[Records from a data collection]
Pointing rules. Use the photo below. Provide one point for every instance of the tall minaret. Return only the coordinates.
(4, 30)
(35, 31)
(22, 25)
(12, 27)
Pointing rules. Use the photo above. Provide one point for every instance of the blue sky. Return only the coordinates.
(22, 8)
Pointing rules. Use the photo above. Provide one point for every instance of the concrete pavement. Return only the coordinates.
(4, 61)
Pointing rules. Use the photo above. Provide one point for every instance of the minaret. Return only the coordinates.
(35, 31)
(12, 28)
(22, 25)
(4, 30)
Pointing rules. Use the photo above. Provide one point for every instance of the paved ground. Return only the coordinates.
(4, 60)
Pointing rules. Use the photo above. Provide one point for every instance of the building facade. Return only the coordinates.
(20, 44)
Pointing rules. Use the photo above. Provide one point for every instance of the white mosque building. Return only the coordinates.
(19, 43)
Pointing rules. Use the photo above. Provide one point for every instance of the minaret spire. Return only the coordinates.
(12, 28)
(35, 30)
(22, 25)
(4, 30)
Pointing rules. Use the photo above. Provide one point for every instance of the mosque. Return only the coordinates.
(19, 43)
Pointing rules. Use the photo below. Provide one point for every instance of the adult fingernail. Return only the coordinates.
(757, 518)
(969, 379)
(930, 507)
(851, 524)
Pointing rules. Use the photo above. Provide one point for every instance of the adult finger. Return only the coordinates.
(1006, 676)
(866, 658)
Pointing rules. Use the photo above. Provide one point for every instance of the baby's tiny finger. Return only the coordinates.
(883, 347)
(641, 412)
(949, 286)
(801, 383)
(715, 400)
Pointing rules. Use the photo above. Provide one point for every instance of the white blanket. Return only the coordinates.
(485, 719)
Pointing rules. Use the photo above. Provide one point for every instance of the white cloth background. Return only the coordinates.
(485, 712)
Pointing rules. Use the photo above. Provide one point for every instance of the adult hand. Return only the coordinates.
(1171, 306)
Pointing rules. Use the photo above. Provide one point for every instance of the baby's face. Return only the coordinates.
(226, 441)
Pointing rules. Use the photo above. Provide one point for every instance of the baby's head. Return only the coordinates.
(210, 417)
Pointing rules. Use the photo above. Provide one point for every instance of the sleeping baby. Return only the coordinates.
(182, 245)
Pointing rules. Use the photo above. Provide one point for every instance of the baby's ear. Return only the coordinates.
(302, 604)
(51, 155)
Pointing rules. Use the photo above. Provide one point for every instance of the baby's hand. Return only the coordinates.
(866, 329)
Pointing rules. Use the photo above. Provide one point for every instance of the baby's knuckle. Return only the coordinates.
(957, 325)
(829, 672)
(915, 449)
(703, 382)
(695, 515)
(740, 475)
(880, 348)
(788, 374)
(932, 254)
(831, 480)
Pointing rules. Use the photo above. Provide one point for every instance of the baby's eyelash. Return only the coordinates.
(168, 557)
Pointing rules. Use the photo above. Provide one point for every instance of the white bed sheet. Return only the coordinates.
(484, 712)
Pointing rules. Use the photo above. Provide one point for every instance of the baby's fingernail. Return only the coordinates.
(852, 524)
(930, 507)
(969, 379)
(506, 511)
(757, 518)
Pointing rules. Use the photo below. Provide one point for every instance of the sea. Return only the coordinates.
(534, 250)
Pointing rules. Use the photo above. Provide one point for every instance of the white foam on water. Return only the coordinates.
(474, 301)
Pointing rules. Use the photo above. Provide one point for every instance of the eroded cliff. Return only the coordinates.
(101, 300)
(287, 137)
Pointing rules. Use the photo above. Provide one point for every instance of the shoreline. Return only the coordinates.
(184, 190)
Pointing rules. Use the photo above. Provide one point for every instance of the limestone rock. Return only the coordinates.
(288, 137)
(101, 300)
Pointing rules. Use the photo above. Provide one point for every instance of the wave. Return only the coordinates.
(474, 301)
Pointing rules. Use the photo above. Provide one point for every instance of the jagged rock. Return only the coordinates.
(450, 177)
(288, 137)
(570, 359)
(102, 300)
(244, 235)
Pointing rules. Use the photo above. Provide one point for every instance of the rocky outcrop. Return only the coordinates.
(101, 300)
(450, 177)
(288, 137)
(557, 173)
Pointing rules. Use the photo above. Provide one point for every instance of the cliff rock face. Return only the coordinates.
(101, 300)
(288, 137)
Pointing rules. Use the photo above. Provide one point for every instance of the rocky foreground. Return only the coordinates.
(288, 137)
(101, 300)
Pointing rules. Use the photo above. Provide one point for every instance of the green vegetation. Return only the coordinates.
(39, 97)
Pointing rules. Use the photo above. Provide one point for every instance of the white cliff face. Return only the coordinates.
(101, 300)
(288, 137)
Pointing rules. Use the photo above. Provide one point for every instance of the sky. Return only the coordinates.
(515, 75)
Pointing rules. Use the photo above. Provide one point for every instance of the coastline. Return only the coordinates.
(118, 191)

◆ WHAT IS NEEDED:
Could you rewrite the records above as a numbered list, starting at the line that contains "vegetation. Return only the coordinates." and ending at the final line of the records, with both ends included and blank lines left out?

◆ CORRECT OUTPUT:
1. Pointing rules. Use the photo above. Provide one point for every instance of the green vegetation. Return only the coordinates.
2. (39, 97)
3. Pointing rules. Use the photo above. Provide one point for every instance of the white cliff face. Return only the coordinates.
4. (101, 300)
5. (288, 137)
6. Pointing rules. Use the photo above. Provide one point for every instance of the sky. Return only the coordinates.
7. (515, 75)
8. Pointing rules. Use the photo above. Provide one point for every instance of the coastline. Return only the coordinates.
9. (118, 191)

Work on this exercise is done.